- _Requirement_:
Pull out every line in the entries below that contains the word "upper" and copy each of those lines in full.

(Rows from an object pointing dataset)
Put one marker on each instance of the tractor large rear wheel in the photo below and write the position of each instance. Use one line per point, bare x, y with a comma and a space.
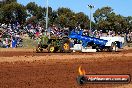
113, 47
39, 49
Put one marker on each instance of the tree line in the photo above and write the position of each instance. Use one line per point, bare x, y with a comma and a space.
104, 18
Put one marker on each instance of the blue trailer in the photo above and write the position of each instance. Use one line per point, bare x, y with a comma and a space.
82, 42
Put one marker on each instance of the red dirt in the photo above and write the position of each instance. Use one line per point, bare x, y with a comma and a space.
40, 71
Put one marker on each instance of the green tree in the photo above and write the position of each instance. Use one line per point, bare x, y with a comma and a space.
13, 12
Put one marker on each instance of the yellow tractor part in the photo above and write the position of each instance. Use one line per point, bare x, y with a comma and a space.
66, 46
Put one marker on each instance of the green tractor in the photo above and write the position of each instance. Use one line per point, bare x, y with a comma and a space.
53, 44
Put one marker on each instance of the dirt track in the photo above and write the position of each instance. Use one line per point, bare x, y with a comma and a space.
27, 69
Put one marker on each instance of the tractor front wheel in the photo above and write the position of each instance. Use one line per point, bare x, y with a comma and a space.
51, 49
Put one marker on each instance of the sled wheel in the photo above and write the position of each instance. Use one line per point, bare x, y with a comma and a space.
51, 49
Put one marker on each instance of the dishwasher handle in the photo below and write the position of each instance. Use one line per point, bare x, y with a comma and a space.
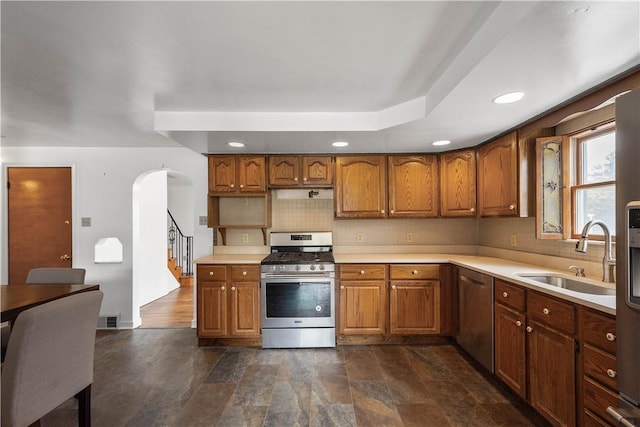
466, 279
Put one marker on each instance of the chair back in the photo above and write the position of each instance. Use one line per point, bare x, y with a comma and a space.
49, 357
56, 275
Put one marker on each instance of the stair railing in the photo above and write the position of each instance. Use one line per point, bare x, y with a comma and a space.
180, 246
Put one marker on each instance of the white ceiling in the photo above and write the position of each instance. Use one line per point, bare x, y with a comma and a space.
294, 76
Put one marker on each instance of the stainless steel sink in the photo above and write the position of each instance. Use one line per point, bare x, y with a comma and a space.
569, 284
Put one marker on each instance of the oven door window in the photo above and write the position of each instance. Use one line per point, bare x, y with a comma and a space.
298, 299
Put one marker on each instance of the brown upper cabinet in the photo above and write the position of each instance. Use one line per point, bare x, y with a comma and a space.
237, 174
300, 171
413, 186
361, 187
458, 184
498, 177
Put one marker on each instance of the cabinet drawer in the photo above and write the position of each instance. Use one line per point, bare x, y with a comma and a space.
600, 330
597, 398
556, 313
209, 272
591, 420
414, 271
600, 366
362, 271
245, 273
510, 295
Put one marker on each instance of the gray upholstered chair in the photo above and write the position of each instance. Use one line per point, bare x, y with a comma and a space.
42, 276
50, 359
56, 275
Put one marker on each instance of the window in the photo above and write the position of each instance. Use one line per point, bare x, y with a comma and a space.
594, 192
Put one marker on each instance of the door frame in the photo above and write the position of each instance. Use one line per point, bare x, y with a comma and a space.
4, 212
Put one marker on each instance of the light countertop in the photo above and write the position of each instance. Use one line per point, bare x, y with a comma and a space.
497, 267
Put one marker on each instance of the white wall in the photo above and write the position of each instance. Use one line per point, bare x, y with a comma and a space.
103, 184
150, 240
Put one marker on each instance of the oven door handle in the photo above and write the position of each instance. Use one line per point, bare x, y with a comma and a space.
296, 276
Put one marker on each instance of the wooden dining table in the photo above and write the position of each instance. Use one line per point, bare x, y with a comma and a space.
16, 298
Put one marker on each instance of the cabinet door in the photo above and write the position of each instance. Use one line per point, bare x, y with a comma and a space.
552, 374
362, 308
252, 174
458, 184
245, 309
498, 177
413, 186
414, 307
222, 174
361, 185
284, 171
510, 350
317, 171
212, 309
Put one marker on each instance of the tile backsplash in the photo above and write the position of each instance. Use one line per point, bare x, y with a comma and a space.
317, 215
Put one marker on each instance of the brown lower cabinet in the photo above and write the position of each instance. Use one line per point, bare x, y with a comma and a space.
396, 299
228, 301
535, 350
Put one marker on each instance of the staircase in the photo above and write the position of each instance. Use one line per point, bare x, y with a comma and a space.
179, 253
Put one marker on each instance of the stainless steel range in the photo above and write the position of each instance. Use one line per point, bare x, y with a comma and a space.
298, 294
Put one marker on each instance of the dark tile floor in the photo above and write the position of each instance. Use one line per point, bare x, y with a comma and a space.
159, 377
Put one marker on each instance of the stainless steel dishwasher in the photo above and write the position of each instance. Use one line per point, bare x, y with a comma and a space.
475, 315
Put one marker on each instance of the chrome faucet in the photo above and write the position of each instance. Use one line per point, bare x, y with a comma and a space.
608, 262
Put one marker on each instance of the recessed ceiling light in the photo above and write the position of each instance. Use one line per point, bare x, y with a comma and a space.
508, 98
340, 144
441, 142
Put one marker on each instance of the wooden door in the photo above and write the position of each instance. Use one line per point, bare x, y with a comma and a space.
361, 187
362, 308
317, 171
413, 186
510, 350
253, 174
458, 184
222, 174
212, 309
414, 307
498, 177
245, 309
40, 214
552, 374
284, 171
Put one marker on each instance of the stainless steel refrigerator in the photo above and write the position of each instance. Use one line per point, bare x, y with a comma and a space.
628, 257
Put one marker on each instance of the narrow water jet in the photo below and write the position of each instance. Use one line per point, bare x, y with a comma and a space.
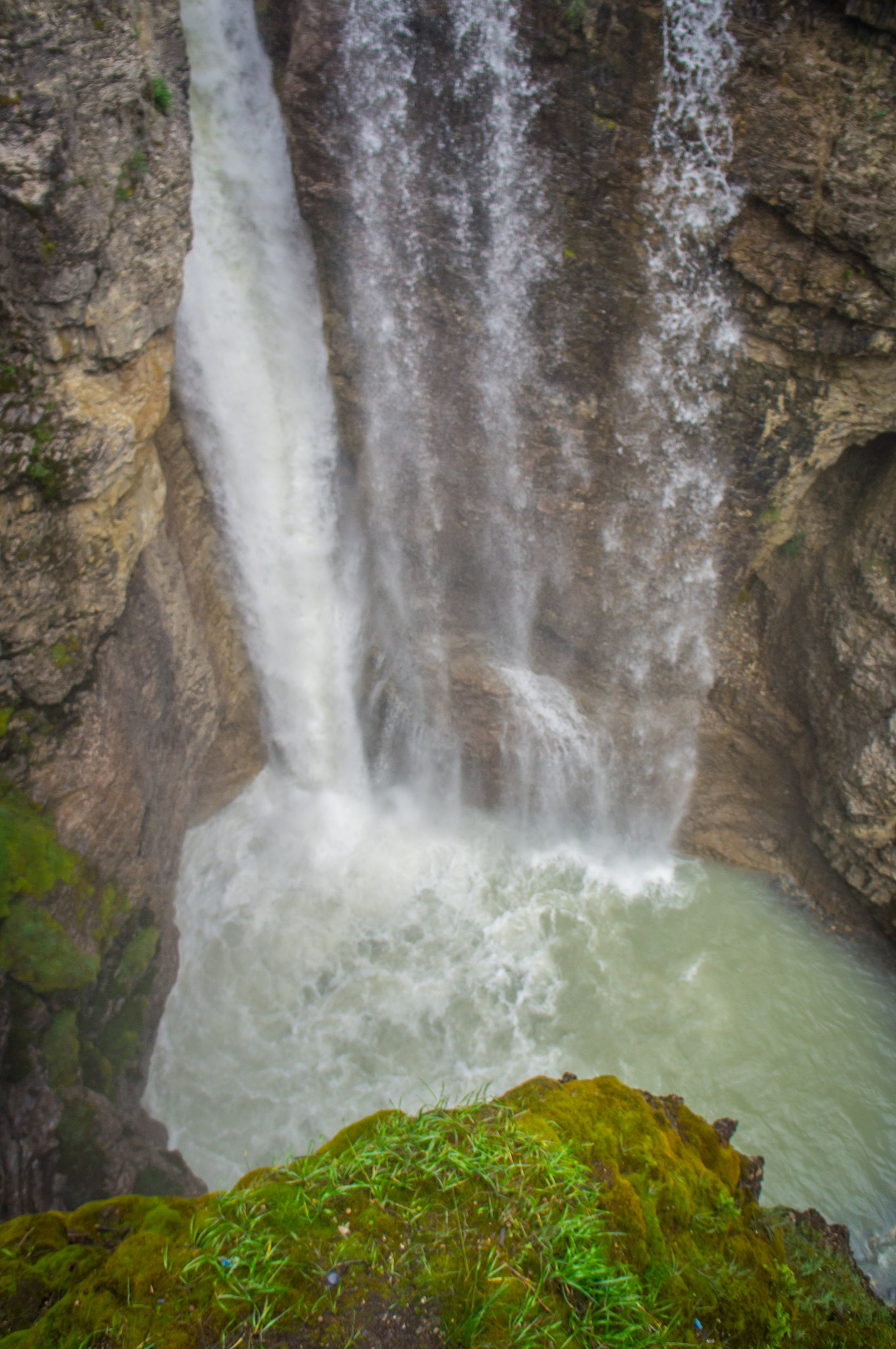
355, 935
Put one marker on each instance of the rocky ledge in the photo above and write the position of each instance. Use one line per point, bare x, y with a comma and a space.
562, 1213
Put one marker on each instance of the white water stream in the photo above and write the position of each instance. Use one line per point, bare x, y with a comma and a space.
347, 945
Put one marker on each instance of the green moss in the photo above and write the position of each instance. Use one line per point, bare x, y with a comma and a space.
32, 860
38, 951
26, 1014
60, 1049
64, 652
574, 1215
161, 95
138, 956
81, 1157
793, 547
119, 1041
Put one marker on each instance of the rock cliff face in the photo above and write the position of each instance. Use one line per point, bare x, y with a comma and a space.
797, 767
127, 703
126, 700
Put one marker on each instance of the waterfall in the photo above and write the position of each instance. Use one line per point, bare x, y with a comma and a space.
448, 250
352, 938
252, 386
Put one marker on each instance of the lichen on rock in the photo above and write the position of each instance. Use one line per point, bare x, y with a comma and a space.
77, 969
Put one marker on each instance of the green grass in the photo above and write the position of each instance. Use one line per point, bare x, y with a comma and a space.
577, 1216
161, 95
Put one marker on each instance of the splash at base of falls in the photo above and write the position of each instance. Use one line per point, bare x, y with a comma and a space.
338, 957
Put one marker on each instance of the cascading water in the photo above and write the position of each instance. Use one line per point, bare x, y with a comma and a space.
347, 943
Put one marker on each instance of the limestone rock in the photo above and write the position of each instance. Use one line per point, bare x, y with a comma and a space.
127, 705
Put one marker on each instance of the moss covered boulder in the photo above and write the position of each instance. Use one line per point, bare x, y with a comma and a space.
78, 974
577, 1213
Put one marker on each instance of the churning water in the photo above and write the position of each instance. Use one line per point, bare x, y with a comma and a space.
355, 938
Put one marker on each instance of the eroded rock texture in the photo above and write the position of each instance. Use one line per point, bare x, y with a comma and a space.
797, 759
126, 700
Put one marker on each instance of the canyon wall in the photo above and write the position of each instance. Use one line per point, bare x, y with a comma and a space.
127, 707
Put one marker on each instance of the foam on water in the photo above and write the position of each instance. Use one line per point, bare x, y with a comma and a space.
340, 947
338, 956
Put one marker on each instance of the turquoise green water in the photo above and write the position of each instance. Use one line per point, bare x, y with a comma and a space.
337, 957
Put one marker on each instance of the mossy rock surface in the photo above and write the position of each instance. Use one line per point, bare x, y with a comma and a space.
577, 1215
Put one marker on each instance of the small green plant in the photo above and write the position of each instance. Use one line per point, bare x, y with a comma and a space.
574, 14
131, 175
64, 652
794, 545
161, 95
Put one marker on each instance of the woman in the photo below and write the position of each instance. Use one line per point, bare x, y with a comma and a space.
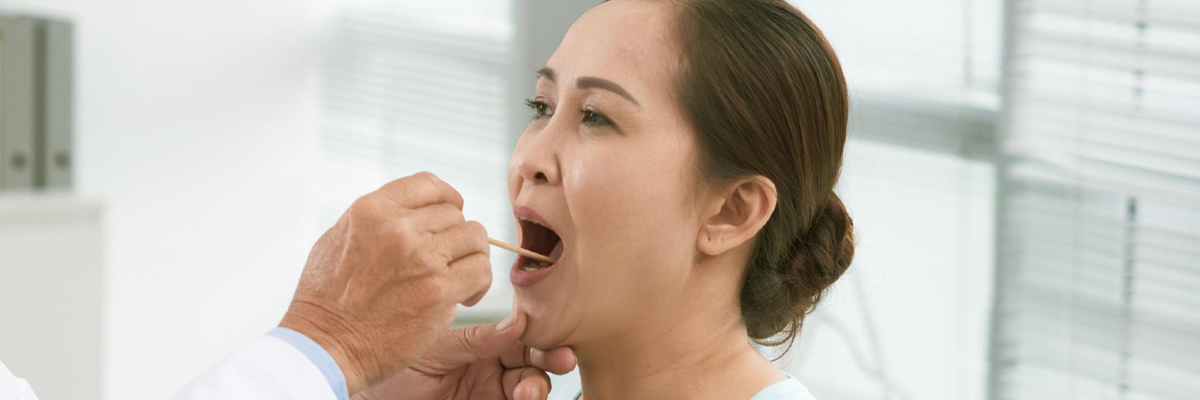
679, 167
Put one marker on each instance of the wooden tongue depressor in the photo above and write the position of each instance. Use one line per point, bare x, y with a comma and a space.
520, 251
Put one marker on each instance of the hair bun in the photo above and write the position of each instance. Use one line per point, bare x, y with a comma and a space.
811, 264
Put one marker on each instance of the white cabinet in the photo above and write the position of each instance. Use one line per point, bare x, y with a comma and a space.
51, 293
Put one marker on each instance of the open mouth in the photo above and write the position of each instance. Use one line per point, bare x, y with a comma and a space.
540, 239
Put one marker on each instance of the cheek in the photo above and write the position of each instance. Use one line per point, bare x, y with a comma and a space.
634, 232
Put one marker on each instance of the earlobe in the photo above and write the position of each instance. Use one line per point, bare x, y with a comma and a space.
736, 215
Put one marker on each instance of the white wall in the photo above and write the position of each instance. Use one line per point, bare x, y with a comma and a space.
196, 124
921, 282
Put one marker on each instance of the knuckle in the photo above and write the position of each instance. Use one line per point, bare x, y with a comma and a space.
363, 206
405, 234
477, 230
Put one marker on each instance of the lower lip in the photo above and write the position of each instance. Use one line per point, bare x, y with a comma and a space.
522, 278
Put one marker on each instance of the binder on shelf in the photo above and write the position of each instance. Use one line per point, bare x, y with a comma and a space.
17, 102
57, 66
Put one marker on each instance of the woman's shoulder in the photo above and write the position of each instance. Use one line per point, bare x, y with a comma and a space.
786, 389
568, 388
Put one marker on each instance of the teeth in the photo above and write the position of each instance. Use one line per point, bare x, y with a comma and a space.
534, 266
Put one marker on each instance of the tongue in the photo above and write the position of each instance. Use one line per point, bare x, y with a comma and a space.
558, 250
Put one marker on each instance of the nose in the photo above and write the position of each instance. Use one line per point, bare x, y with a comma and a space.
538, 161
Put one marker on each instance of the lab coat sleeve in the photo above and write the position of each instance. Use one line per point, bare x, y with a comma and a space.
282, 364
12, 387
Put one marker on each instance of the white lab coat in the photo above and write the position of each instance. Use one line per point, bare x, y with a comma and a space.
13, 388
264, 368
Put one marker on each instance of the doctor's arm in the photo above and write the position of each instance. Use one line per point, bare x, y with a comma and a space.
377, 294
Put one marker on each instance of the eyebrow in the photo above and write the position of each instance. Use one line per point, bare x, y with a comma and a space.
593, 82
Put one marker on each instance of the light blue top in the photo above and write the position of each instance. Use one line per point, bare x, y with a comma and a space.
785, 389
318, 357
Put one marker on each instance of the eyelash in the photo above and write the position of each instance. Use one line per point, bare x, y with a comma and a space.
591, 117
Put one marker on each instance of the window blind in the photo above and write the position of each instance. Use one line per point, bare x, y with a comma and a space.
421, 85
1098, 282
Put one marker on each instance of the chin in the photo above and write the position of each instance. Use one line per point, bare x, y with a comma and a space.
543, 330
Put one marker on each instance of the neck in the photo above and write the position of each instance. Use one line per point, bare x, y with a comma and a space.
689, 352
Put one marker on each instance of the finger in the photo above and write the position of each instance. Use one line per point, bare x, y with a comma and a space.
472, 276
419, 190
526, 383
462, 346
437, 218
557, 360
462, 240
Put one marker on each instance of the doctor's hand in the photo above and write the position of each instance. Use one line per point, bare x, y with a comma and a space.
382, 285
480, 362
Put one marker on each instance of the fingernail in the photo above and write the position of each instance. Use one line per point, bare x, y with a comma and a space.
508, 322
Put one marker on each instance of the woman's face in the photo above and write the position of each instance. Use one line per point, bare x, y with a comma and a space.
609, 166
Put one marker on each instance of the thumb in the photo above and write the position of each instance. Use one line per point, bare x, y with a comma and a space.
462, 346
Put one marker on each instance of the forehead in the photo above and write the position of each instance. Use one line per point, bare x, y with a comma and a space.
628, 41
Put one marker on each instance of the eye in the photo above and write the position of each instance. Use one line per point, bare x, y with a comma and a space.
594, 118
540, 108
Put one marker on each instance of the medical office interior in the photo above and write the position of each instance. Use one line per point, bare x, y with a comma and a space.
1024, 177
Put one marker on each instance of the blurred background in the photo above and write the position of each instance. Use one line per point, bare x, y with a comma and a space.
1024, 177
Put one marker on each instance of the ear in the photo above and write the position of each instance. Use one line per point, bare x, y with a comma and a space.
736, 214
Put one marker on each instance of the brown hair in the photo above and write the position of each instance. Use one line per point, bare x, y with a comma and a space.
766, 95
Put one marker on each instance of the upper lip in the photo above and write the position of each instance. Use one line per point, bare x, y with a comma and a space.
525, 212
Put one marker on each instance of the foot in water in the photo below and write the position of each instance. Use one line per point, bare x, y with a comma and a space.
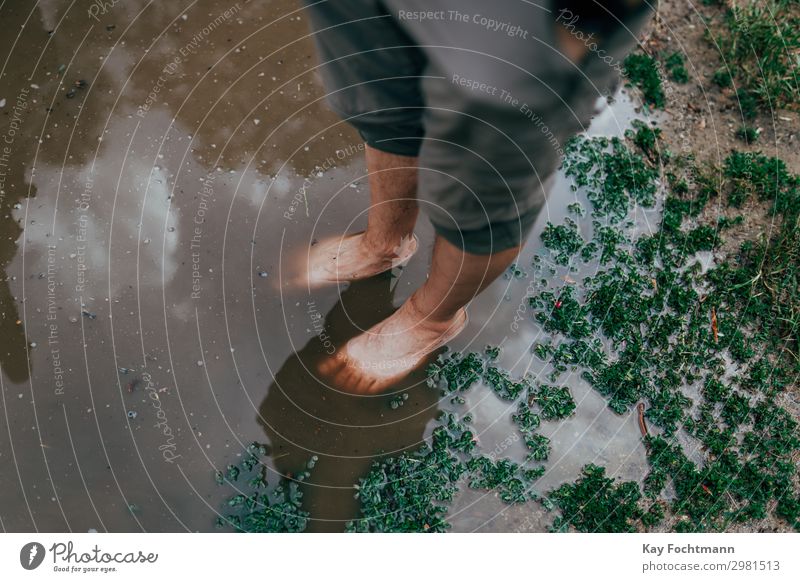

- _The answer_:
Put one marker on each instance of the brown upper cabinet in the photo above and write the position of each instance. Use one line per point, bare x, y with a comma and a space.
Put one marker on each instance of the upper lip in the photo above and write the position of each instance. Use one line per point, bare x, y with a comma and a space.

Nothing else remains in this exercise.